══ Document passage ══
Deep Reinforcement Learning with Logical Specifications

Context and objectives of the research:
Reinforcement learning (RL) is a fundamental technique that enables agents to learn desirable behaviour through interactions with an unknown environment. Recent years have witnessed outstanding advances in the field, and it has been applied with great success in a variety of contexts such as traffic control, energy management, video games, and autonomous driving. However, despite these successes it remains a challenging problem to learn behaviour that can generalise across multiple different tasks. One of the fundamental problems in this setting is how to specify tasks such that skills applicable to multiple subtasks can be effectively leveraged. Recent works have made progress in this direction by using linear temporal logic (LTL) as a language to formally specify tasks. The objective of this research is to build upon these recent works and develop novel algorithms to allow agents to learn general behaviour with well-specified semantics. We will focus especially on integrating techniques from formal verification that allow for high-level reasoning about the task structure. At later stages of the project, we aim to investigate architectures that integrate LTL specifications with image observations, as well as more involved RL techniques such as model-based and safe RL.

Novelty of the research methodology:
This research builds upon recent works in the area. However, in contrast to previous works we especially focus on the efficiency and safety of agents, which is an important real-world concern that impacts our algorithmic choices. We also put more emphasis on the integration of techniques from formal methods than previous approaches. Furthermore, our proposed extensions, such as combining general LTL instructions with image observations, remain largely underexplored.

Alignment to EPSRC research areas:
The proposed project aligns with the research areas Artificial Intelligence Technologies and Verification and Correctness.

AIMS's impact will be felt across domains of acute need within the UK. We expect AIMS to benefit: UK economic performance, through start-up creation; existing UK firms, both through research and addressing skills needs; UK health, by contributing to cancer research, and quality of life, through the delivery of autonomous vehicles; UK public understanding of and policy related to the transformational societal change engendered by autonomous systems.
═══
══ Listed records ══
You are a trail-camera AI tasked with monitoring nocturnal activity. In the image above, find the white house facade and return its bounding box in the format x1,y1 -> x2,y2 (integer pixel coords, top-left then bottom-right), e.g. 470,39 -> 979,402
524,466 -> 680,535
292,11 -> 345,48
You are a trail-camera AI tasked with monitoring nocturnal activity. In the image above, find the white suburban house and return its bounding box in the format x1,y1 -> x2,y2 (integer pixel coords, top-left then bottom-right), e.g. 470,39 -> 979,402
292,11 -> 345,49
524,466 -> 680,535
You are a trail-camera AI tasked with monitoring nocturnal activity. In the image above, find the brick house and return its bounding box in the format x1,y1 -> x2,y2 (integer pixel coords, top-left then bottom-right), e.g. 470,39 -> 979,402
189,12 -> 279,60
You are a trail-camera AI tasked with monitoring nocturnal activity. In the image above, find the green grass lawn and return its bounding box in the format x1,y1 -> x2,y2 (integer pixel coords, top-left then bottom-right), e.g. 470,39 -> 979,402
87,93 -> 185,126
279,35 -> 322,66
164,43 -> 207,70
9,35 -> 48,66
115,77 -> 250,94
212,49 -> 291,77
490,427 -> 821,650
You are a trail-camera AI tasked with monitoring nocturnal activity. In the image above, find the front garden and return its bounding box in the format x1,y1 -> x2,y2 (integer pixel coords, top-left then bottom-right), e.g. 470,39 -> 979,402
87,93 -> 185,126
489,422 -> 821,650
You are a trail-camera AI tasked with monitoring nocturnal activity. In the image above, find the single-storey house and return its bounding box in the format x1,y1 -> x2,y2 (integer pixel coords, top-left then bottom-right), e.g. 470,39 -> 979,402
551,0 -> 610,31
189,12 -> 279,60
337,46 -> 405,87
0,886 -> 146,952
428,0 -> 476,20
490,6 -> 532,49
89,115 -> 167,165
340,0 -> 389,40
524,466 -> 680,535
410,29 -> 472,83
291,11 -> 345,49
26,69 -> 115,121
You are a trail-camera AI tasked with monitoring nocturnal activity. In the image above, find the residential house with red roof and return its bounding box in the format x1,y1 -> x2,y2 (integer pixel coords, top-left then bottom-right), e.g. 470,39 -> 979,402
═══
Tasks for this exercise
A - In the reinforcement learning project description, what language have recent works used to formally specify tasks?
B - Pick up the reinforcement learning project description after its last sentence and carry it forward.

Answers to the problems
A - Linear temporal logic (LTL).

B -
Autonomous systems are acknowledged by essentially all stakeholders as important to the future UK economy. PwC claim that there is a £232 billion opportunity offered by AI to the UK economy by 2030 (10% of GDP). AIMS has an excellent track record of leadership in spinout creation, and will continue to foster the commercial projects of its students, through the provision of training in IP, licensing and entrepreneurship. With the help of Oxford Science Innovation (investment fund) and Oxford University Innovation (technology transfer office), student projects will be evaluated for commercial potential.

AIMS will also concretely contribute to UK economic competitiveness by meeting the UK's needs for experts in autonomous systems. To meet this need, AIMS will train cohorts with advanced skills that span the breadth of AI, machine learning, robotics, verification and sensor systems. The relevance of the training to the needs of industry will be ensured by the industrial partnerships at the heart of AIMS. These partnerships will also ensure that AIMS will produce research that directly targets UK industrial needs. Our partners span a wide range of UK sectors, including energy, transport, infrastructure, factory automation, finance, health, space and other extreme environments.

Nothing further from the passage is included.